▶ What you are asked to do:
Scale the material below, rewriting everything from the line containing "indicate the chair armrest, one" down to the end of the material, with the requests included. Multiply every point coordinate in the answers by 0.8 and round to whole numbers, with halves rounding up, but leave the numbers in the requests and their format samples unchanged.

Data extracted from a collection:
• • • • •

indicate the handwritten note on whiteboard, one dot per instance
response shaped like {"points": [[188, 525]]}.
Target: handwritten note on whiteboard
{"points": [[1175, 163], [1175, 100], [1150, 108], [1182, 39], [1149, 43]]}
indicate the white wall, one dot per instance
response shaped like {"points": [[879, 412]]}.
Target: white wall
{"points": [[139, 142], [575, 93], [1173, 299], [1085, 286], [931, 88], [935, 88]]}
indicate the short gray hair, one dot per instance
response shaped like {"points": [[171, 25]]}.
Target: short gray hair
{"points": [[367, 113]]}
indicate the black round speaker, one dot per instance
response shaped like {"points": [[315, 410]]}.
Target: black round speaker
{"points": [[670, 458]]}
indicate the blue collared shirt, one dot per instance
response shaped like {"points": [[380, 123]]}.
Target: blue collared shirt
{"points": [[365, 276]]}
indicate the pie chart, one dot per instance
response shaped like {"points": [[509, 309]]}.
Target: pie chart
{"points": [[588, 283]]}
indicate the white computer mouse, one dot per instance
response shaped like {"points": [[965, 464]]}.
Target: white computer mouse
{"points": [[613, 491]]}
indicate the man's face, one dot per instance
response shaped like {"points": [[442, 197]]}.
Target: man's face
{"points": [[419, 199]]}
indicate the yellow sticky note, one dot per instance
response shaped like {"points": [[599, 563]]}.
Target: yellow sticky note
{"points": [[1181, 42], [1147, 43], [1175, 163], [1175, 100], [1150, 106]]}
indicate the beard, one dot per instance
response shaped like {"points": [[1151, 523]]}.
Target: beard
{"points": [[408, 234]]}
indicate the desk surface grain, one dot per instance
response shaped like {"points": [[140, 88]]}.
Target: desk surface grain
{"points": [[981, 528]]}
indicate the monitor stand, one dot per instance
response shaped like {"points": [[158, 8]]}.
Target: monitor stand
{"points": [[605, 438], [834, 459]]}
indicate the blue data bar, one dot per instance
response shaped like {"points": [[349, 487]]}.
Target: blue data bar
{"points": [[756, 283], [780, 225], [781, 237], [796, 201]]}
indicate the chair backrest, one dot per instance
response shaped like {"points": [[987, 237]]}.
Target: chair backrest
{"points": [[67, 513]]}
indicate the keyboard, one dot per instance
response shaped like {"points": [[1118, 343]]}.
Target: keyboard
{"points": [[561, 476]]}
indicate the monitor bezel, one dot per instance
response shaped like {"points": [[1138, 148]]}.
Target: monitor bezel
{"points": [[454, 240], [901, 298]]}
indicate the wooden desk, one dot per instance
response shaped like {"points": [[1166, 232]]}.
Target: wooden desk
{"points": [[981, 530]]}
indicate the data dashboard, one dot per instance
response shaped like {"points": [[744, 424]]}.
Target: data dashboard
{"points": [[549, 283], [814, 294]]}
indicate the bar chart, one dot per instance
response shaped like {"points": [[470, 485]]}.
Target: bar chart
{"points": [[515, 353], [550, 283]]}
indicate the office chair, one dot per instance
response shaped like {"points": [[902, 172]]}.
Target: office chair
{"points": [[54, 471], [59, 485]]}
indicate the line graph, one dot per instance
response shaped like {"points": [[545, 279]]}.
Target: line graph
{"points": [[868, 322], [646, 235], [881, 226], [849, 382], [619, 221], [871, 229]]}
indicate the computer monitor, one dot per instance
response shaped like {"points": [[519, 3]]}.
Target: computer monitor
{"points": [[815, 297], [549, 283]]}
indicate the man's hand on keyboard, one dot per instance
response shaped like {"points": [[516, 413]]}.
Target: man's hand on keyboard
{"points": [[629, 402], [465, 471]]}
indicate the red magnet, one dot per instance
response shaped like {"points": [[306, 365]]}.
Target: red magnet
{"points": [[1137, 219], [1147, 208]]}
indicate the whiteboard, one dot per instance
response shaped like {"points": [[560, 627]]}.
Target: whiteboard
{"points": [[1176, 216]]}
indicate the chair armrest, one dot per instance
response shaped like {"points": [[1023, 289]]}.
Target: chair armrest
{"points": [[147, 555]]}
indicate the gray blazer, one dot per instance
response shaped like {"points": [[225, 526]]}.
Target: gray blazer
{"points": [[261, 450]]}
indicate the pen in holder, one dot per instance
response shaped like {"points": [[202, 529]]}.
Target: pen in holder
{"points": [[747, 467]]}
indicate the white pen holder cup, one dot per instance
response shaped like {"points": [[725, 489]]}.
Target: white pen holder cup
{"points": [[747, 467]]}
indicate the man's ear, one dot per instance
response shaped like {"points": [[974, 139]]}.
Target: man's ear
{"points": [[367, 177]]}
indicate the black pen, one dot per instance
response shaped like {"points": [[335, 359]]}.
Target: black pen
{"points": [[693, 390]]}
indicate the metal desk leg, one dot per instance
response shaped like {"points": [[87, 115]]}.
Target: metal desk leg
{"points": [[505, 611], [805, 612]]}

• • • • •

▶ Output of the task:
indicate the chair armrest, one dot per instance
response shaped like {"points": [[1023, 289]]}.
Target: chair armrest
{"points": [[118, 444]]}
indicate the gray blazer, one dot per instance
response shaped like {"points": [[225, 526]]}.
Target: gray blazer
{"points": [[209, 360]]}
indicate the pen in holder, one dot per instance
response shaped like {"points": [[202, 529]]}.
Target: pen in holder
{"points": [[598, 374]]}
indicate the white pen holder cup, one dot per instance
response shaped like {"points": [[725, 489]]}.
Target: white pen holder cup
{"points": [[598, 374]]}
indicate the man's ear, one dot per instance
response shaped like {"points": [[974, 139]]}.
Target: man's ear
{"points": [[294, 142]]}
indicate the black pen, one dot per instance
response shaped like {"points": [[335, 359]]}.
Target: black pen
{"points": [[554, 312]]}
indicate the metal desk leg, one dot per instance
response shaped like {"points": [[87, 115]]}.
Target: metal desk leg
{"points": [[404, 489], [644, 490]]}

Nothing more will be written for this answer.